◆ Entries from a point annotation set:

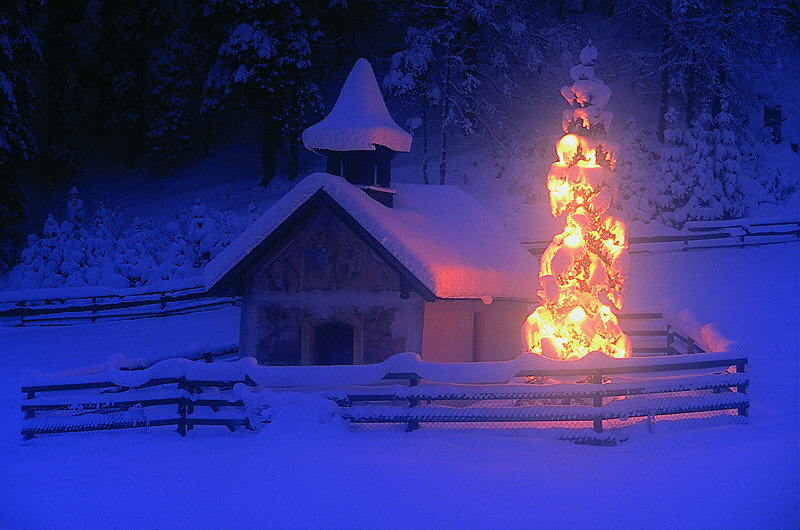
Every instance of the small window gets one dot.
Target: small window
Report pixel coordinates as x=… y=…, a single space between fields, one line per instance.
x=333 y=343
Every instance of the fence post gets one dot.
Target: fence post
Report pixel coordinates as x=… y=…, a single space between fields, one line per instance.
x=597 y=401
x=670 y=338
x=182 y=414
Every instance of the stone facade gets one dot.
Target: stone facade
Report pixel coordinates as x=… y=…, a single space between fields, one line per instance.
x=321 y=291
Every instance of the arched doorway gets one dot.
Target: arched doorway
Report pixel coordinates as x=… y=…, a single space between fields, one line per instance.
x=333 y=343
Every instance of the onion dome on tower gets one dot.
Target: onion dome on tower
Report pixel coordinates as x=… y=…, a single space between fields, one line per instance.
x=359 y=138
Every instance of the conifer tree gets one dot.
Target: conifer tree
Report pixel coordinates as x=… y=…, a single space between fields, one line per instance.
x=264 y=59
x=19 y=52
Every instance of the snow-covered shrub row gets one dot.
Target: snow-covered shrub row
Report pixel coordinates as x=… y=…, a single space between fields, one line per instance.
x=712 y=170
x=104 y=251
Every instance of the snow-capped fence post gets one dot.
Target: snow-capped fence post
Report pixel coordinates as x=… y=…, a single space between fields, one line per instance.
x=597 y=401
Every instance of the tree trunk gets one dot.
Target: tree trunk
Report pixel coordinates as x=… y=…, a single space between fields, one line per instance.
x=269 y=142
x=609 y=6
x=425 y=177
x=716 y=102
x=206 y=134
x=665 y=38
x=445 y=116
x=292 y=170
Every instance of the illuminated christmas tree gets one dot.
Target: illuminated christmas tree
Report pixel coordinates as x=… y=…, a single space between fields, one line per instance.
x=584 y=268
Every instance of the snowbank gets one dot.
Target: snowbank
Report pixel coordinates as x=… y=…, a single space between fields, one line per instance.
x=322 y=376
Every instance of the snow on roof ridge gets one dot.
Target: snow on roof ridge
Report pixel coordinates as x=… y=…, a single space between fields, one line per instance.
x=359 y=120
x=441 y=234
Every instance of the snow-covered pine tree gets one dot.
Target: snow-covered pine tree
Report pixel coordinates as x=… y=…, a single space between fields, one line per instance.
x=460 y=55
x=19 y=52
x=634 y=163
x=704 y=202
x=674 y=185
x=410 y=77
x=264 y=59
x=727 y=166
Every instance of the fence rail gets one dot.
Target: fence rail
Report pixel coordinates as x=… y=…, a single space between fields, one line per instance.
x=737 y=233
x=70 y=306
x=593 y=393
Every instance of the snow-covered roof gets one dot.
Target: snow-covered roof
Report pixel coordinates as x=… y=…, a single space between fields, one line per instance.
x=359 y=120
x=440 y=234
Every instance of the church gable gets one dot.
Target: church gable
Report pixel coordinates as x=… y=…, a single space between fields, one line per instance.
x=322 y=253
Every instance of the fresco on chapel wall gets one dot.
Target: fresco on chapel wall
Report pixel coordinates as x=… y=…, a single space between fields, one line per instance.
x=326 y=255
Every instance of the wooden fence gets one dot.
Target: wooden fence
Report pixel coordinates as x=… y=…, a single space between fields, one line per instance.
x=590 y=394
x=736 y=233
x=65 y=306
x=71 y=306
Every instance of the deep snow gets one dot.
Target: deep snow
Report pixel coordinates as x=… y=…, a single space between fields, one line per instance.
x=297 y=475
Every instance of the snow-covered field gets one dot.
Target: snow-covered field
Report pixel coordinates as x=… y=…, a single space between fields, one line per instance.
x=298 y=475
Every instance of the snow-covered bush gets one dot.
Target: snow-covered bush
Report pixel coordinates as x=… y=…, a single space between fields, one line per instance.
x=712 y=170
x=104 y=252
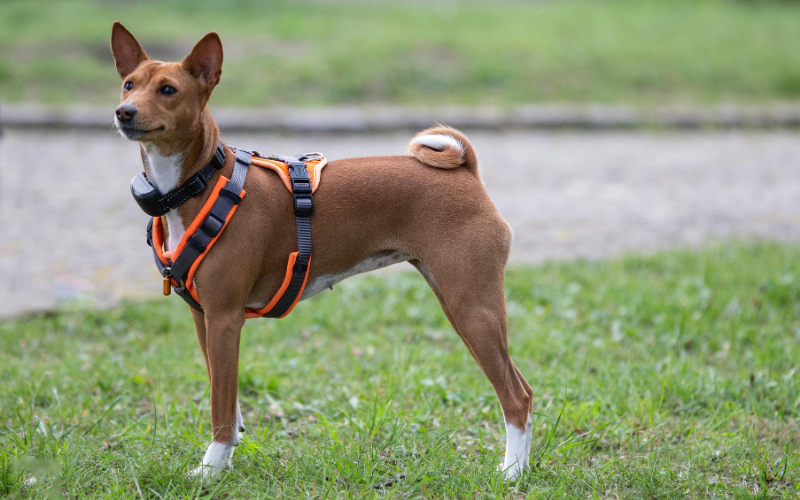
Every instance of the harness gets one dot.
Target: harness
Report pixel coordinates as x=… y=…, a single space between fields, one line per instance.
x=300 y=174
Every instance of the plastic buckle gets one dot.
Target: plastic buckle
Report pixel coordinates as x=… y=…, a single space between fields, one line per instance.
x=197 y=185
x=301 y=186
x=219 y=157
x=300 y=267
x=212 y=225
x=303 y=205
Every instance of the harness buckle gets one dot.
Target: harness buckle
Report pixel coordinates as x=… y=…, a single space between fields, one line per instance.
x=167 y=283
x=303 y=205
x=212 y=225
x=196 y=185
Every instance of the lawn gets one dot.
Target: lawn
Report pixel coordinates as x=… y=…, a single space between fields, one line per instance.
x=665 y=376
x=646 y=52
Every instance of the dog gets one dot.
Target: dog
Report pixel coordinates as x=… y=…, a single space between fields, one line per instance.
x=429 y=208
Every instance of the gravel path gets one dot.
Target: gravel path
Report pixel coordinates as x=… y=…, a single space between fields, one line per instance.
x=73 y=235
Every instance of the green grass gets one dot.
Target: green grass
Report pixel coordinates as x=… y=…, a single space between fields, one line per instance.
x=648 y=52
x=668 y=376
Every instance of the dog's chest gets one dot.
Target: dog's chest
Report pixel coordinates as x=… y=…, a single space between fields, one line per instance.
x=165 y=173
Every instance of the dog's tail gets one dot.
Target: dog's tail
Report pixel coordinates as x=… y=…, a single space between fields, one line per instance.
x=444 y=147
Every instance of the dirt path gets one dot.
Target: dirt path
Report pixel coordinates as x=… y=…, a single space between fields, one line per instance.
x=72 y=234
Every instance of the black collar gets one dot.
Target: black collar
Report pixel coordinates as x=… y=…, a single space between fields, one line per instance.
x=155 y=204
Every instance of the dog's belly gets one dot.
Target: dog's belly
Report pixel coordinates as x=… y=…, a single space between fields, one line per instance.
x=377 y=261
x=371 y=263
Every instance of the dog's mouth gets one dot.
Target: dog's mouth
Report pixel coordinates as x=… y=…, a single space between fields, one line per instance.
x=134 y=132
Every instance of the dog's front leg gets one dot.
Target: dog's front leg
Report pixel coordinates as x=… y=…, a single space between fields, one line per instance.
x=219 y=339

...

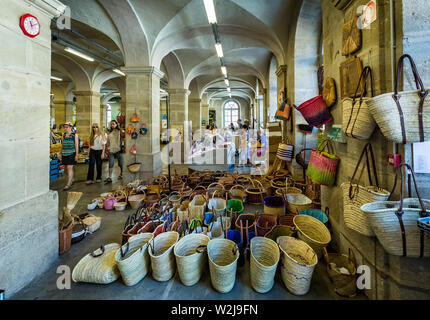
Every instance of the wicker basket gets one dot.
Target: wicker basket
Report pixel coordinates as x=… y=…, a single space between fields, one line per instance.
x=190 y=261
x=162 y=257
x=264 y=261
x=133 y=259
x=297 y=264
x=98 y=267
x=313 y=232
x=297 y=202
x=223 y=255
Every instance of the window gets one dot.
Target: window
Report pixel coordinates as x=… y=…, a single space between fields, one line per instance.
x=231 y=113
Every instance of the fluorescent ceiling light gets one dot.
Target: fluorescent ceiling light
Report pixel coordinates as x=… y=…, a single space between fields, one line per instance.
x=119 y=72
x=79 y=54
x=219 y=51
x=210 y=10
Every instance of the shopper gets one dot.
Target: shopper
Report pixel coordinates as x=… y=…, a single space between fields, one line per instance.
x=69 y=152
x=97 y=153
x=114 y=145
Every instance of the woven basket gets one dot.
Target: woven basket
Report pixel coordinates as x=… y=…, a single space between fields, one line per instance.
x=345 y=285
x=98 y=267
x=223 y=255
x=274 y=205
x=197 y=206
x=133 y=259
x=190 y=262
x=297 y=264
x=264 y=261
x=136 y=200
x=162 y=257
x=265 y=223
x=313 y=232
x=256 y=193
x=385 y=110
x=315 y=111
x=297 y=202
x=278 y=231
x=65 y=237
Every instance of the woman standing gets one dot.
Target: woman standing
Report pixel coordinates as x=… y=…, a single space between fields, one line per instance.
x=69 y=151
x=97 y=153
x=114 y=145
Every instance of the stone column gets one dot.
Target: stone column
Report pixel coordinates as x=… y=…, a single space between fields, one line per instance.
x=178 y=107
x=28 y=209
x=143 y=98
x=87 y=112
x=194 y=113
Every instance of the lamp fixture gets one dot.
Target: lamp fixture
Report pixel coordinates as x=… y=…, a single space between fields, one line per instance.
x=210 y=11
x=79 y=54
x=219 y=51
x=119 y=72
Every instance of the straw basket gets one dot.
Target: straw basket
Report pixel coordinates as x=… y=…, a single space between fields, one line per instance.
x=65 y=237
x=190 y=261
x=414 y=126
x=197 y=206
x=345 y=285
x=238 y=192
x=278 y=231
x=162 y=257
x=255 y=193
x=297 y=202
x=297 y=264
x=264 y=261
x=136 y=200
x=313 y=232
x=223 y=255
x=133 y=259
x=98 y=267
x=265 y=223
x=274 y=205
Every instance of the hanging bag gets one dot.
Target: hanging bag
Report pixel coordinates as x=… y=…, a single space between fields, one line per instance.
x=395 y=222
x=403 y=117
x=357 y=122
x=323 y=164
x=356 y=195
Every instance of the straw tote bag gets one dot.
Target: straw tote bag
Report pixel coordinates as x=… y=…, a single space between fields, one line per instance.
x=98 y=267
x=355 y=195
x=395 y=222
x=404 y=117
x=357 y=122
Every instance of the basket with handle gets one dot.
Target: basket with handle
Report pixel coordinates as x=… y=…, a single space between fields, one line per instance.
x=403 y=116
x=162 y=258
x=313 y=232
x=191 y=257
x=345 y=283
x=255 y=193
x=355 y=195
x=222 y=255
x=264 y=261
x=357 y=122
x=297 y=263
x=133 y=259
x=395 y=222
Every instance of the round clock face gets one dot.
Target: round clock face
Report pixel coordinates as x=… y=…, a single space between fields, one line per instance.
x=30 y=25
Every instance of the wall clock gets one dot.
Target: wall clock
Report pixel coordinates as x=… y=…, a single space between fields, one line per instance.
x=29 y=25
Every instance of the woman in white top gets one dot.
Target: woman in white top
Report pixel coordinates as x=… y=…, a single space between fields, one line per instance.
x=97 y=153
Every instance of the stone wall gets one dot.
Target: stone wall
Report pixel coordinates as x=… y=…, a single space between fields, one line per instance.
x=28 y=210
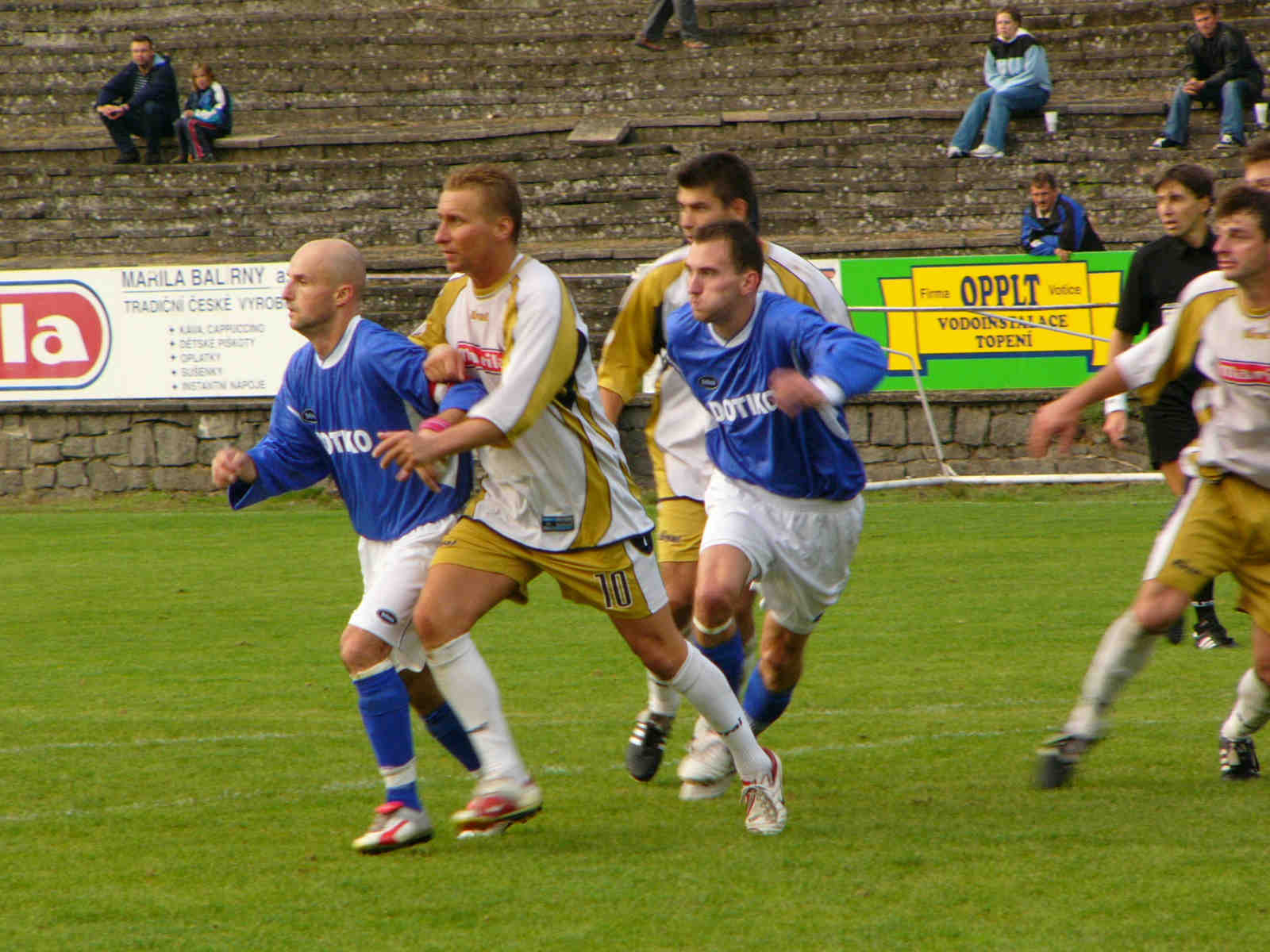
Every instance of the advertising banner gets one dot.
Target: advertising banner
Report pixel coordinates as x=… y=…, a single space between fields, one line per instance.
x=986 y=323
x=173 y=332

◆ Set task: Shift every pixel coordinate by 39 in the data between the lines holding "Every instance of the fence post" and "x=292 y=170", inclusive. Reproduce all of those lines, text lines included, with only the coordinate values changed.

◆ Expected answer:
Every instance of the fence post gets one dot.
Target: fence post
Report pixel coordinates as x=… y=…, a single space between fields, one line per instance.
x=636 y=440
x=709 y=377
x=221 y=453
Every instance of the stone facade gets one dot.
Target: stone facade
Report pixel coordinates as x=… y=…, a single space between fields, one line per instance.
x=360 y=330
Every instance of the arched doorway gets one dot.
Target: arched doorway
Report pixel coordinates as x=… y=…, a single space between fields, one line per instance.
x=372 y=382
Every instance of the onion dome on tower gets one dot.
Target: onion dome on tower
Report pixel coordinates as x=… y=…, a single space between fields, one line per instance.
x=398 y=177
Every instance of the conifer tree gets one dot.
Target: conifer tree
Report pixel coordinates as x=… y=…, a single space between fields, one line per instance.
x=303 y=98
x=58 y=91
Every instance of the snow-covered shrub row gets one dot.
Target: snow-covered shrub row
Report pixel coordinates as x=… y=…, a single space between fields, one line per instance.
x=751 y=209
x=143 y=290
Every instance of the snow-capped fence post gets one dot.
Target: snow-capped fence post
Report pixel coordinates as x=… y=…, a single space between fields, one line per instance.
x=636 y=440
Every instance of the tree trunk gets one dot.
Target: tree trunk
Report pixel coordinates as x=… y=…, a single space between fields, one line per instance.
x=308 y=181
x=648 y=45
x=464 y=216
x=755 y=141
x=245 y=173
x=704 y=77
x=484 y=155
x=331 y=209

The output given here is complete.